::: Listed entries

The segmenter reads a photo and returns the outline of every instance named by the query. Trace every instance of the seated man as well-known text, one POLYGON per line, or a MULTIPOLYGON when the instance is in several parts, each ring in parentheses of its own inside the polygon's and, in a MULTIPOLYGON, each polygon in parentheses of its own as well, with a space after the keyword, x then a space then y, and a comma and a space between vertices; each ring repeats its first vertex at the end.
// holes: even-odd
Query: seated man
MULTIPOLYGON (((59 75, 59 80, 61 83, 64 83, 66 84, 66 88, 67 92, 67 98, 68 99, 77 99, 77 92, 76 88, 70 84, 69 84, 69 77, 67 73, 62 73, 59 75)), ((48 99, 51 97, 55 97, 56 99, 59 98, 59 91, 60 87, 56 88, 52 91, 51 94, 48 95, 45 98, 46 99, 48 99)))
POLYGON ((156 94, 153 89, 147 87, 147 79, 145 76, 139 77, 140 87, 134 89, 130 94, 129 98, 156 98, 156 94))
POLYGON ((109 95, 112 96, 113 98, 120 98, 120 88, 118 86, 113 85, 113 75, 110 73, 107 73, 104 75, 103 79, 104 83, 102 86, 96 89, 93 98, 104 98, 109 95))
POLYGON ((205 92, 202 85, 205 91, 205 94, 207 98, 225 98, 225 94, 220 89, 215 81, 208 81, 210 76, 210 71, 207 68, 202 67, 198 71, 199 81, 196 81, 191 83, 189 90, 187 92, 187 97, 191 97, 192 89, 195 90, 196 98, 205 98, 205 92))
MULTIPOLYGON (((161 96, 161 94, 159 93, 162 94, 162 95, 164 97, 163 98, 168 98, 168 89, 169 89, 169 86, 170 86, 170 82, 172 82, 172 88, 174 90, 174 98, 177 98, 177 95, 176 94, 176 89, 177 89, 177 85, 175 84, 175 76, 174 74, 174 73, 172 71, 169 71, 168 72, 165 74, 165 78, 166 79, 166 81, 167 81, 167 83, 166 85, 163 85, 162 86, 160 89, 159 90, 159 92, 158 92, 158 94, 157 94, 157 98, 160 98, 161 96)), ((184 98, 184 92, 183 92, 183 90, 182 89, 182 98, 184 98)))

::::::

Task objective: Write out every line of the entries above again, character for character, with nothing changed.

Output for this task:
The segmenter reads a photo and returns the outline of every instance named by the query. Trace every instance of the seated man as well-known text, one POLYGON per line, or a MULTIPOLYGON when the instance is in several parts, each ring in parentheses of its own inside the polygon's and, in a MULTIPOLYGON, each polygon in parentheses of its own as well, with a space after the keyword, x then a space then y, and a comma and a space between vertices; each ring repeats its first vertex at the end.
// holes: even-odd
Query: seated man
MULTIPOLYGON (((59 75, 59 80, 61 83, 64 83, 66 84, 66 88, 67 92, 67 98, 68 99, 77 99, 77 92, 76 88, 70 84, 69 84, 69 77, 67 73, 62 73, 59 75)), ((48 99, 51 97, 55 97, 56 99, 59 98, 59 91, 60 87, 56 88, 52 91, 51 94, 48 95, 45 98, 46 99, 48 99)))
POLYGON ((156 94, 153 89, 147 87, 147 79, 145 76, 139 77, 140 87, 134 89, 130 94, 129 98, 156 98, 156 94))
POLYGON ((109 95, 112 96, 113 98, 120 98, 120 88, 118 86, 113 85, 113 75, 110 73, 107 73, 104 75, 103 79, 104 83, 102 86, 96 89, 93 98, 104 98, 109 95))
POLYGON ((205 92, 202 85, 205 91, 205 94, 207 98, 225 98, 225 94, 220 89, 215 81, 208 81, 210 76, 210 71, 207 68, 202 67, 198 71, 199 81, 196 81, 191 83, 189 90, 187 92, 187 97, 191 97, 192 89, 195 90, 196 98, 205 98, 205 92))
MULTIPOLYGON (((161 96, 161 94, 159 93, 162 94, 162 95, 164 97, 163 98, 168 98, 168 89, 169 89, 169 86, 170 86, 170 82, 172 82, 172 88, 174 90, 174 98, 177 98, 177 95, 176 94, 176 89, 177 89, 177 85, 175 84, 175 76, 174 74, 174 73, 172 71, 169 71, 168 72, 165 74, 165 78, 166 79, 166 81, 167 81, 167 83, 166 85, 163 85, 162 86, 160 89, 159 90, 159 92, 158 92, 158 94, 157 94, 157 98, 160 98, 161 96)), ((184 98, 184 92, 183 92, 183 90, 182 89, 182 98, 184 98)))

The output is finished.